# SET EXERCISE
Only the lines from the one containing "the truck wheel" through the end of the data below should be copied, each exactly as written and with both ends kept.

# Some records
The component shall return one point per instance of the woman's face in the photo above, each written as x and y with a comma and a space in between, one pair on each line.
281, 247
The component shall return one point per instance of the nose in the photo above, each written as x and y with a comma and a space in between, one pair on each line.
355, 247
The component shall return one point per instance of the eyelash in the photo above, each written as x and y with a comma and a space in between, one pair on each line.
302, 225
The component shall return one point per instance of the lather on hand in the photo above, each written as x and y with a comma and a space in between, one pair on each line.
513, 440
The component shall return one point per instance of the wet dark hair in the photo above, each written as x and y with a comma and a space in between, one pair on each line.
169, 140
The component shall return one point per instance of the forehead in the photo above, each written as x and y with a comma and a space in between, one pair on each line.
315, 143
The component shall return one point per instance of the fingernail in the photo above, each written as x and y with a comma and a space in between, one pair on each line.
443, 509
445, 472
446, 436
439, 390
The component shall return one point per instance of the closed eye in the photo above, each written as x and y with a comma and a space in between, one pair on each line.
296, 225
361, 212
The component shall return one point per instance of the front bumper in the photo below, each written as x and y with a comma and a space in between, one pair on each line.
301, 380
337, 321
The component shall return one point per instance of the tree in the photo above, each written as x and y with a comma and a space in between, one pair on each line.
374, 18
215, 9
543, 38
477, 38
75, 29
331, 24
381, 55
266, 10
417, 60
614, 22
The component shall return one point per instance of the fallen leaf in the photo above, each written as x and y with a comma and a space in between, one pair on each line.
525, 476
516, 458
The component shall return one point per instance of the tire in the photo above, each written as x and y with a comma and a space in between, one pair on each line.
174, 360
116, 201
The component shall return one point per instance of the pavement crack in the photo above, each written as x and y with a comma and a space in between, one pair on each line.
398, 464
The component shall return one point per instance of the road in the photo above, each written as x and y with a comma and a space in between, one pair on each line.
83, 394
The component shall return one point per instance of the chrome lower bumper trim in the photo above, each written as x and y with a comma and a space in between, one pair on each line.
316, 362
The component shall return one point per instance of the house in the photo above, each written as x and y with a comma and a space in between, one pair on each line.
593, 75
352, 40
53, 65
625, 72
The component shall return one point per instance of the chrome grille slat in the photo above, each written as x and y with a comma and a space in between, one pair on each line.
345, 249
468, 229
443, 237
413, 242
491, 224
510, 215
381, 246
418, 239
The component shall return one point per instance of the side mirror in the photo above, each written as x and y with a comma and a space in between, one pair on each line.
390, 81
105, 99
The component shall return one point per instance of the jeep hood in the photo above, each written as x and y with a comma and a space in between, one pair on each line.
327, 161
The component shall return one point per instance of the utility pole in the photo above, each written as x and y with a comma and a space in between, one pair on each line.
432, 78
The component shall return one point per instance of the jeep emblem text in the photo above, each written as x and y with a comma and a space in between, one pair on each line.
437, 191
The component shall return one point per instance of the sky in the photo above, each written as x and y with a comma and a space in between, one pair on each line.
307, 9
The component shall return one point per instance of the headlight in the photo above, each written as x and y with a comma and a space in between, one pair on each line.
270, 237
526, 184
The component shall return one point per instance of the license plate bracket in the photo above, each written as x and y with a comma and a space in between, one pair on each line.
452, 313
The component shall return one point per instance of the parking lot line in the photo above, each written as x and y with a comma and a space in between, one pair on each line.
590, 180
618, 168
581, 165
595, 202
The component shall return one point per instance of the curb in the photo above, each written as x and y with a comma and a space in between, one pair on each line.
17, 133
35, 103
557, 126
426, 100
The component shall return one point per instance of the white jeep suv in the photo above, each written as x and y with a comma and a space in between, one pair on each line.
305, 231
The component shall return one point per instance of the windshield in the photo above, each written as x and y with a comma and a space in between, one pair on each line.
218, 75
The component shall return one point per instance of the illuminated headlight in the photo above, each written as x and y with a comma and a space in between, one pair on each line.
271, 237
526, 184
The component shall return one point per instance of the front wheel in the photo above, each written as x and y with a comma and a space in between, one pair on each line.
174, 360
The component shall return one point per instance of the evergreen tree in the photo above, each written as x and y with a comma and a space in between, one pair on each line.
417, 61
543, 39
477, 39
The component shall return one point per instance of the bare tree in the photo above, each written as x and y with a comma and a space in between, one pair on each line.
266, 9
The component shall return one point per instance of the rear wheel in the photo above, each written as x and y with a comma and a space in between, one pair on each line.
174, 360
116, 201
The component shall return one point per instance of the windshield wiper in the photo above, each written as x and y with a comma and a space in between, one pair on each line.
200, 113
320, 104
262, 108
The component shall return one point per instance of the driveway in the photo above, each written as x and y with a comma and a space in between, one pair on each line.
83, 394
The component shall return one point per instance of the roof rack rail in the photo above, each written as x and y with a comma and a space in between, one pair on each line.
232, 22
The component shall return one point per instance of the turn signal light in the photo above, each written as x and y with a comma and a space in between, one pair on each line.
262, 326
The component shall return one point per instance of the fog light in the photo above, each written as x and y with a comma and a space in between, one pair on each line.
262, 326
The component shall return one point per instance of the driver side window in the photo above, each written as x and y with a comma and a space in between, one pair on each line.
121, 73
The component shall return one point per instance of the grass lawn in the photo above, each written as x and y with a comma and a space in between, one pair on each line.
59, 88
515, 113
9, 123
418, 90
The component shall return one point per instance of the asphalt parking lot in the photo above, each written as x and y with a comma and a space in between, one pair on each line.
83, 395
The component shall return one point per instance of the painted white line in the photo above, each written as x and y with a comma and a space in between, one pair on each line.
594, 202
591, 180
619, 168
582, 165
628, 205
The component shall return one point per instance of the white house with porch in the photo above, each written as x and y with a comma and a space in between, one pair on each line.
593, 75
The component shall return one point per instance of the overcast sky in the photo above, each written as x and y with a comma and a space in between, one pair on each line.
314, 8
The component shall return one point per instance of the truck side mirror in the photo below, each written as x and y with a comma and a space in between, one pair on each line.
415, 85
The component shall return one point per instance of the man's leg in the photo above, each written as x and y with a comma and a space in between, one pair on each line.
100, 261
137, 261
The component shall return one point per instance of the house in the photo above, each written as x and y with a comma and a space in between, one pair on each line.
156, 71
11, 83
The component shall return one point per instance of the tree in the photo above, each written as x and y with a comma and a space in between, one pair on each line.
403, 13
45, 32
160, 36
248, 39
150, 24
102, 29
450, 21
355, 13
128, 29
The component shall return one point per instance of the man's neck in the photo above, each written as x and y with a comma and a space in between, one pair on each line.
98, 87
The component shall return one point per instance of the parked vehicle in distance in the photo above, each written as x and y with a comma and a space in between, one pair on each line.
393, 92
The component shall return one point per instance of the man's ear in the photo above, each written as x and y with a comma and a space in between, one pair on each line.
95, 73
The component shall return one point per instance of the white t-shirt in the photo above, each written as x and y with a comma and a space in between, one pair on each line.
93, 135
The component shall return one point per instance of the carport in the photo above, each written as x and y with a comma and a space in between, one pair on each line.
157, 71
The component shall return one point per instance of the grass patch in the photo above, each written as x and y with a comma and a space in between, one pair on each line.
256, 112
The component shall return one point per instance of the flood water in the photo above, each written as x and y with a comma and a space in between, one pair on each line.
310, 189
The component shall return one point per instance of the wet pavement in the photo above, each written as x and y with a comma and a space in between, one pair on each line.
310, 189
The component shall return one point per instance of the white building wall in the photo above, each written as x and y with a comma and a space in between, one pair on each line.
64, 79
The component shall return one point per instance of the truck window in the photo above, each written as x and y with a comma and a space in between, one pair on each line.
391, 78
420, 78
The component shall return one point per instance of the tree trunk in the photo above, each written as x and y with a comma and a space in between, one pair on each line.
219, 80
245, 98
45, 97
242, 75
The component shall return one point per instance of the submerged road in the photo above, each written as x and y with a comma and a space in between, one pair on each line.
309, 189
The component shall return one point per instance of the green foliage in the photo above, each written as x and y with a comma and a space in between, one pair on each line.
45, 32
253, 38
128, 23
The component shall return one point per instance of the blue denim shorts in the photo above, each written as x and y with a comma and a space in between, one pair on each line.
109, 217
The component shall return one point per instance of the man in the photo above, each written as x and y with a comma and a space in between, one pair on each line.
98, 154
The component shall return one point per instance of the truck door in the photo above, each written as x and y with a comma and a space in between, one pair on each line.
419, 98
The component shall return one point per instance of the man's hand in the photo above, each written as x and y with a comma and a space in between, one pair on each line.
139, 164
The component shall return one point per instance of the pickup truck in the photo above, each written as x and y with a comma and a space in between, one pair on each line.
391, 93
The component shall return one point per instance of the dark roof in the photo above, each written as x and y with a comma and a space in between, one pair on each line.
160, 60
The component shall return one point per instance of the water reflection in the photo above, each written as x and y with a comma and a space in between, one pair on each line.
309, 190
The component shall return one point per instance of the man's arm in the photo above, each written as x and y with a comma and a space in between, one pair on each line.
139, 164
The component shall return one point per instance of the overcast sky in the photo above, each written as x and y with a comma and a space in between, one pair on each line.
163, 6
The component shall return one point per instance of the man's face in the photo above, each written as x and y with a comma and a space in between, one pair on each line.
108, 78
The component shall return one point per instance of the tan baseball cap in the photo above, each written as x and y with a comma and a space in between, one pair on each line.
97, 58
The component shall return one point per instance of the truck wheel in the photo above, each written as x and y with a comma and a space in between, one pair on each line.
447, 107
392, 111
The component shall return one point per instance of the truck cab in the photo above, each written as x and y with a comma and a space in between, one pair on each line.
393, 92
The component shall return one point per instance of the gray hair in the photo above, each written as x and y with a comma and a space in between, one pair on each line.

# EXERCISE ANSWER
The component shall return one point per instance of the truck wheel in the photo above, each written as x and y with a comma and a space in between, one pair on each line.
447, 107
392, 111
The component shall return one point per instance of the truck cab in the photo above, each written as x and y with a comma and a space in between, one pair on each line.
393, 92
The component shall return one point per instance of the gray hair in the photo above, each written as x and y with a comma and a space in between, one pair on each line.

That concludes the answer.